> [Texte]:

■ ■ ■ ■ ■ ■ ■

Fresque dansée, déjantée
Face à ce rouleau compresseur hyper référencé et terriblement efficient, il fallait une création tout aussi délirante et transcendante. En confiant à la chorégraphe argentine Ayelen Parolin le soin d’imaginer une nouvelle œuvre pour le répertoire de la compagnie, Petter Jaccobson a eu le nez fin. Drôle, burlesque, totalement déjanté, Malòn tient toutes ses promesses. S’intéressant tout particulièrement à ce que désigne aujourd’hui ce mot d’origine mapuche — l’un des peuples originaires du centre de la Cordillère des Andes —, une foule indisciplinée provoquant le désordre public, ou plus festivement, une bande d’amis débarquant à l’improviste et mettant la pagaille, elle signe un spectacle foisonnant qui semble partir dans tous les sens mais qui esquisse une fresque fantasque d’une folle beauté.

■ ■ ■ ■ ■ ■ ■

> [Données enregistrées]:

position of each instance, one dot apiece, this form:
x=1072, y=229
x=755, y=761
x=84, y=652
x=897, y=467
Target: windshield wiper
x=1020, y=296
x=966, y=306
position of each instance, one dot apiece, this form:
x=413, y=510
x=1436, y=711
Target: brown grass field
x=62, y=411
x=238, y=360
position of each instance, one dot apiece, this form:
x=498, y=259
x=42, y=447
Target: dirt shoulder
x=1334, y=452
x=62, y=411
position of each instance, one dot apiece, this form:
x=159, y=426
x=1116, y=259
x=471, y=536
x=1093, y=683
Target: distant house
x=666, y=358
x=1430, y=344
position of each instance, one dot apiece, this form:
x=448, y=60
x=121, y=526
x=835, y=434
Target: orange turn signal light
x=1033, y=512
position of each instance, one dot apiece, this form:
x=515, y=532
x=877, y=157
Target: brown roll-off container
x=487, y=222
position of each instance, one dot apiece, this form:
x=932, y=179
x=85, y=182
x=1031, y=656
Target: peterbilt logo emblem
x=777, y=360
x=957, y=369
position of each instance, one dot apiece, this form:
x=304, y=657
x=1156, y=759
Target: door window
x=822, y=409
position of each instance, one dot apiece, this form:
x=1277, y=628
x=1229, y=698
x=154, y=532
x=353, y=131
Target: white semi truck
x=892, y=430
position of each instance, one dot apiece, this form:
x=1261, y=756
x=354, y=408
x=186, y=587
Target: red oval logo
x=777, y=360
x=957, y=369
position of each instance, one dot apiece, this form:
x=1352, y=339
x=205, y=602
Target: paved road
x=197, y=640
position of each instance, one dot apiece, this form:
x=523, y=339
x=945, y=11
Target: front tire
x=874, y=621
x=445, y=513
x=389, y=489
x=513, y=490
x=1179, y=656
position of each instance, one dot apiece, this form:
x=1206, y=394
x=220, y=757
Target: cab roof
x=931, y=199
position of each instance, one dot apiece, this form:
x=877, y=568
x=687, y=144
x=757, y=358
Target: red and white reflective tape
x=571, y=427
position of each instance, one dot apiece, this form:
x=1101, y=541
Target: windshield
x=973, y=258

■ ■ ■ ■ ■ ■ ■

> [Consigne A]: Traduisez en anglais cette phrase du texte sur Malòn : « Drôle, burlesque, totalement déjanté, Malòn tient toutes ses promesses. »
> [Consigne B]: Modifiez le passage du texte sur Malòn qui va de « Fresque dansée, déjantée » jusqu'à « d’une folle beauté. » inclus, en remplaçant « le nez fin » par « la main heureuse ».

> [Réponse A]: Funny, burlesque, completely wild, Malòn lives up to all its promises.

> [Réponse B]:
Fresque dansée, déjantée
Face à ce rouleau compresseur hyper référencé et terriblement efficient, il fallait une création tout aussi délirante et transcendante. En confiant à la chorégraphe argentine Ayelen Parolin le soin d’imaginer une nouvelle œuvre pour le répertoire de la compagnie, Petter Jaccobson a eu la main heureuse. Drôle, burlesque, totalement déjanté, Malòn tient toutes ses promesses. S’intéressant tout particulièrement à ce que désigne aujourd’hui ce mot d’origine mapuche — l’un des peuples originaires du centre de la Cordillère des Andes —, une foule indisciplinée provoquant le désordre public, ou plus festivement, une bande d’amis débarquant à l’improviste et mettant la pagaille, elle signe un spectacle foisonnant qui semble partir dans tous les sens mais qui esquisse une fresque fantasque d’une folle beauté.